Schrijf alle rijen hieronder opnieuw uit, maar wissel overal "Target" in voor "Label" en laat de rest ongewijzigd. Laat de afbeeldingen weg uit je antwoord.
<<<<
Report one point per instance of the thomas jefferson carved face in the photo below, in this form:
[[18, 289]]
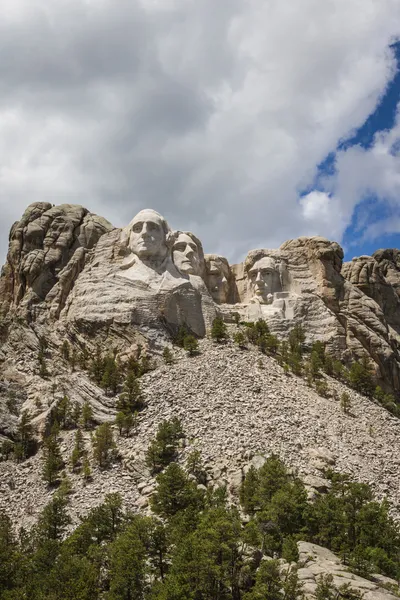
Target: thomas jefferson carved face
[[218, 276], [148, 235], [186, 255], [263, 279]]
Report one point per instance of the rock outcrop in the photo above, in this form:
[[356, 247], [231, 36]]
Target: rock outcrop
[[315, 560], [47, 250], [72, 268]]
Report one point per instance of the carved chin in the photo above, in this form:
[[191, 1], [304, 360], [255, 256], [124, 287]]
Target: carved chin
[[187, 269]]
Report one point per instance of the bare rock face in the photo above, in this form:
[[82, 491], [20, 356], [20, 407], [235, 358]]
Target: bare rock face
[[389, 262], [72, 268], [47, 250], [318, 560], [367, 275]]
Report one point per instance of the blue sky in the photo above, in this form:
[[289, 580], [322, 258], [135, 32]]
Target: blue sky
[[247, 123], [372, 209]]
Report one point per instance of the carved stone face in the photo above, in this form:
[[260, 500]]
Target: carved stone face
[[147, 235], [218, 275], [263, 279], [185, 254]]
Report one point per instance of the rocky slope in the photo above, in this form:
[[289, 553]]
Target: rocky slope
[[236, 407]]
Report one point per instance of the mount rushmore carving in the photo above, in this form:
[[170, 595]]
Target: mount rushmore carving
[[67, 268]]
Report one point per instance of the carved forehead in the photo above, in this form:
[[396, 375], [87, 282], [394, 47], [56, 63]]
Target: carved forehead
[[152, 216], [216, 264], [185, 238], [264, 264]]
>>>>
UITGEVOERDE OPDRACHT.
Report one point per instance of the thomas jefferson carved face in the photo below, in this form:
[[18, 289]]
Label: thomas jefferson carved face
[[218, 276], [148, 235], [186, 255], [263, 279]]
Report one point per instance of the rock outcrop in the photo above, in this form:
[[356, 247], [231, 36]]
Label: rock outcrop
[[315, 560], [47, 250], [72, 268]]
Report one point per instance of the carved chin in the photo above, in this form:
[[191, 1], [304, 360], [255, 256], [124, 287]]
Label: carved chin
[[187, 269]]
Report one point per instance of the bare rock face in the photo above, in this form:
[[82, 491], [20, 356], [20, 407], [235, 358]]
Label: bare rock face
[[389, 262], [72, 268], [47, 250], [318, 560], [367, 275]]
Report one point per instance of the blue sky in the photo above, in this form:
[[289, 580], [322, 258], [135, 32]]
Label: blue sky
[[247, 123], [372, 209]]
Report one point per instance of the carved stone face in the photo above, in this form:
[[260, 500]]
Label: carved stone face
[[147, 235], [218, 275], [263, 279], [185, 254]]
Report one point per instance of the rocky slope in the photo above, in this form:
[[289, 553]]
Label: rocky slope
[[236, 407]]
Report one point per instance of the mount rushmore carving in the photo above, in this form:
[[170, 595]]
Label: mount rushmore carving
[[67, 268]]
Report one point per instance of the carved forehead in the photo above, in this form:
[[396, 375], [87, 282], [394, 47], [56, 63]]
Label: carved forehead
[[152, 216], [216, 264], [185, 238], [264, 264]]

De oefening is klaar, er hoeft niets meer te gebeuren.